-------- Data extract --------
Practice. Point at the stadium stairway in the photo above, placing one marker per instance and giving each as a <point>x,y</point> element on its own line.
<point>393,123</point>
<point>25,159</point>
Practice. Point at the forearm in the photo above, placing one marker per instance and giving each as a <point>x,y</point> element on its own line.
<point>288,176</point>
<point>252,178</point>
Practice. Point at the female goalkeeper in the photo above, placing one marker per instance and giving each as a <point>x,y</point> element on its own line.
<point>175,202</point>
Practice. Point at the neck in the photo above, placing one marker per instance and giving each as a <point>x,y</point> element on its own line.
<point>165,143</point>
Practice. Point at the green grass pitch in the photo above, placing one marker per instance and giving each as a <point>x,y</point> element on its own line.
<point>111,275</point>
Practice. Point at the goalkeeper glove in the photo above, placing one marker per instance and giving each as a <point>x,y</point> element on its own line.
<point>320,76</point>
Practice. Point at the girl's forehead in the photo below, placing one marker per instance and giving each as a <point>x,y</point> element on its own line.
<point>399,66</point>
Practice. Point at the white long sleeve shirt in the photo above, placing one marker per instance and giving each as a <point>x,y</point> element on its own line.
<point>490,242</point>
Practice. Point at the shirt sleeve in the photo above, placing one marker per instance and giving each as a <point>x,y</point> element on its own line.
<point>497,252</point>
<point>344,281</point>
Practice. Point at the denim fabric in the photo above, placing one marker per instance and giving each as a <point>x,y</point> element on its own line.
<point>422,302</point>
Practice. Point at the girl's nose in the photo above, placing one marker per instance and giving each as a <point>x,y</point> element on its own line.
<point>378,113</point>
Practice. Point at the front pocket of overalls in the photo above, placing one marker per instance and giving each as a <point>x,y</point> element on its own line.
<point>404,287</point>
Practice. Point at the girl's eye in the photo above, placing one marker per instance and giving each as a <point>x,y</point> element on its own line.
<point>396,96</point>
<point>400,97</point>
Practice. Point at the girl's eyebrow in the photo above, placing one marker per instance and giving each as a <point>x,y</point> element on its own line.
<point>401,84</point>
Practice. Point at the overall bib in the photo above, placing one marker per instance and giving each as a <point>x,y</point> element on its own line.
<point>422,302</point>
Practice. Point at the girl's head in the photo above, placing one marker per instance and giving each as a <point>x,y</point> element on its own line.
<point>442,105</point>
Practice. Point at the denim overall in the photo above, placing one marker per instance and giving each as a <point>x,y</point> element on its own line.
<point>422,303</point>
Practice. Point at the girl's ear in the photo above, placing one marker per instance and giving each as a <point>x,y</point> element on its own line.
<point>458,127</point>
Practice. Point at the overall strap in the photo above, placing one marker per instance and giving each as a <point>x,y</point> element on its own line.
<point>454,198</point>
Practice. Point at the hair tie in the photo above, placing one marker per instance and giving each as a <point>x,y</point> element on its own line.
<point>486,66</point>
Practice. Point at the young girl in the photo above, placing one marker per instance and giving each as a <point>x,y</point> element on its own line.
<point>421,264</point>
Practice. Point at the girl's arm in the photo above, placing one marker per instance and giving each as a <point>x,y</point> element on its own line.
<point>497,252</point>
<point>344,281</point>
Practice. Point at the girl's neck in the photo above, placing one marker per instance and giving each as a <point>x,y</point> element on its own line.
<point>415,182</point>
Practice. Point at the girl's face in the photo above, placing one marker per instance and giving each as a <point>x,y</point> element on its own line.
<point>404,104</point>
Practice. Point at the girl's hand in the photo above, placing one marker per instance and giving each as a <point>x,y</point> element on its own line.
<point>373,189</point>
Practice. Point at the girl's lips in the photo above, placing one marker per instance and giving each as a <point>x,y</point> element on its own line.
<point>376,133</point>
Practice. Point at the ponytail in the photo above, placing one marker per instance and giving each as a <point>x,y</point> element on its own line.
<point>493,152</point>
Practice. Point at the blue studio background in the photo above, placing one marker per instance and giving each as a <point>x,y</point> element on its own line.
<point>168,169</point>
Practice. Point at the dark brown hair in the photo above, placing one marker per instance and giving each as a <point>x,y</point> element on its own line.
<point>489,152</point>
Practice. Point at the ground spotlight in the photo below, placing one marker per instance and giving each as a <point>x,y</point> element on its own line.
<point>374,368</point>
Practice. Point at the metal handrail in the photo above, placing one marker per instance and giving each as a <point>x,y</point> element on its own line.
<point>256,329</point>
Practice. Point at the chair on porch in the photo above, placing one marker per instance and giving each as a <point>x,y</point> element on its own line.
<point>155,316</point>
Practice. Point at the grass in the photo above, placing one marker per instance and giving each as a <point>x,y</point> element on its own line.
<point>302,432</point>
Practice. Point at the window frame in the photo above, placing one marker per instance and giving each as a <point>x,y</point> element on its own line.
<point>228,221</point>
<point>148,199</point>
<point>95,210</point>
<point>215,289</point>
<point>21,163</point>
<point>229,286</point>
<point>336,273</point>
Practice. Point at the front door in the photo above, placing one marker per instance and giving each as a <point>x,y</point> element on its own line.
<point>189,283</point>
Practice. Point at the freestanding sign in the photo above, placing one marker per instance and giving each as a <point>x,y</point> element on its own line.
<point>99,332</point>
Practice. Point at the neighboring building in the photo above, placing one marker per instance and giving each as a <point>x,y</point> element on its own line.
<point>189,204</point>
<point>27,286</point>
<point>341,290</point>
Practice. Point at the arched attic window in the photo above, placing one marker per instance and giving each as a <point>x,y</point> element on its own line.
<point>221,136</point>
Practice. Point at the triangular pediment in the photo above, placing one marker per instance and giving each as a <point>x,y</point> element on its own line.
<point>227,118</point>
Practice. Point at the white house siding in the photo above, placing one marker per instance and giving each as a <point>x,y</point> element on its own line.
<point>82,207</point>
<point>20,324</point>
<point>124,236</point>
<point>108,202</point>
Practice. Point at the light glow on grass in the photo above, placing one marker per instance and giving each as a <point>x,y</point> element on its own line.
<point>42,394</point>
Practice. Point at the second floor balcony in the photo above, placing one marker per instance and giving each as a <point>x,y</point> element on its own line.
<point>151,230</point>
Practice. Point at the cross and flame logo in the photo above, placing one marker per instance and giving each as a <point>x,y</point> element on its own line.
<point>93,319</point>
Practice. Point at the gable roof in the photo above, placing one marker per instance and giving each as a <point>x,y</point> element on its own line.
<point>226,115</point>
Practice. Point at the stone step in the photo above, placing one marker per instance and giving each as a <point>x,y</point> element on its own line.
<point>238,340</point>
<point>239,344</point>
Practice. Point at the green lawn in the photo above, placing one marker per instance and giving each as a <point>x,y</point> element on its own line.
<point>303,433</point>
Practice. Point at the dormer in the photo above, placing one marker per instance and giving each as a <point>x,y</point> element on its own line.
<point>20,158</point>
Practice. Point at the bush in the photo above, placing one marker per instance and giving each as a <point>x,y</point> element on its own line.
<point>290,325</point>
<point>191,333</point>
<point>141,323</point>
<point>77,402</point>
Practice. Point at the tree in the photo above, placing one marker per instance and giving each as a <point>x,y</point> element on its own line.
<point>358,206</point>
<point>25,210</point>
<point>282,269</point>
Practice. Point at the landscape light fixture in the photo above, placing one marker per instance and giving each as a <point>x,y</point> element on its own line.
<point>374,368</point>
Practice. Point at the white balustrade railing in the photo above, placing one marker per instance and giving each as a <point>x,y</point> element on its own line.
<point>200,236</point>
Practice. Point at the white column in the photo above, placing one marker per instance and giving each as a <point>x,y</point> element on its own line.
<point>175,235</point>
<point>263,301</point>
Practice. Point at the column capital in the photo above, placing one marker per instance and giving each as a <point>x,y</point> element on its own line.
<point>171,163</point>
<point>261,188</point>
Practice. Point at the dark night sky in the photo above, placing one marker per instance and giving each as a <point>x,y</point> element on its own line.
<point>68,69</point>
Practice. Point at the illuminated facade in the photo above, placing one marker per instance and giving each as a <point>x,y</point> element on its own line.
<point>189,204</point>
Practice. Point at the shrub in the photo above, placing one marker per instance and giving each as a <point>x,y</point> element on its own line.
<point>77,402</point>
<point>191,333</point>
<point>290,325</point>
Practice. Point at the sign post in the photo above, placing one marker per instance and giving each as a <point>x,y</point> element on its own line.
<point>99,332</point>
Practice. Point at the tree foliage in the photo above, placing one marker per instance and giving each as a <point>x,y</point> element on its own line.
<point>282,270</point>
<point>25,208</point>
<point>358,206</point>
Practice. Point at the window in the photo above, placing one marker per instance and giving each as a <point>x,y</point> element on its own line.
--------
_Exercise:_ Output consists of exactly the lines from the one containing "Practice. Point at the column" to the end of the records above, retyped without change and with nothing extra.

_Task result:_
Practice. Point at the column capital in the photo above, placing one marker per instance and giving each as a <point>x,y</point> element on its own line.
<point>171,163</point>
<point>261,188</point>
Practice. Point at the dark night sky in the photo above, placing one marker per instance and giving each as a <point>x,y</point> element on its own line.
<point>68,69</point>
Practice. Point at the illuminated facade in the photo above, placing one marker per instance and giving each as a <point>x,y</point> element on its own line.
<point>189,204</point>
Practice. Point at the shrub in the photo above, placing one marker per instance and giving each as a <point>x,y</point> element on its own line.
<point>77,402</point>
<point>191,333</point>
<point>290,325</point>
Practice. Point at the sign post in the photo above, placing one marker per instance and giving each as a <point>x,y</point> element on its own line.
<point>99,332</point>
Practice. Point at the tree foliage in the photo above, placing one marker per instance and giving each as a <point>x,y</point> element on its own line.
<point>282,270</point>
<point>25,208</point>
<point>358,206</point>
Practice. Point at the window in the photo above, placing one marker per instance and giving each as a <point>x,y</point> element on its own line.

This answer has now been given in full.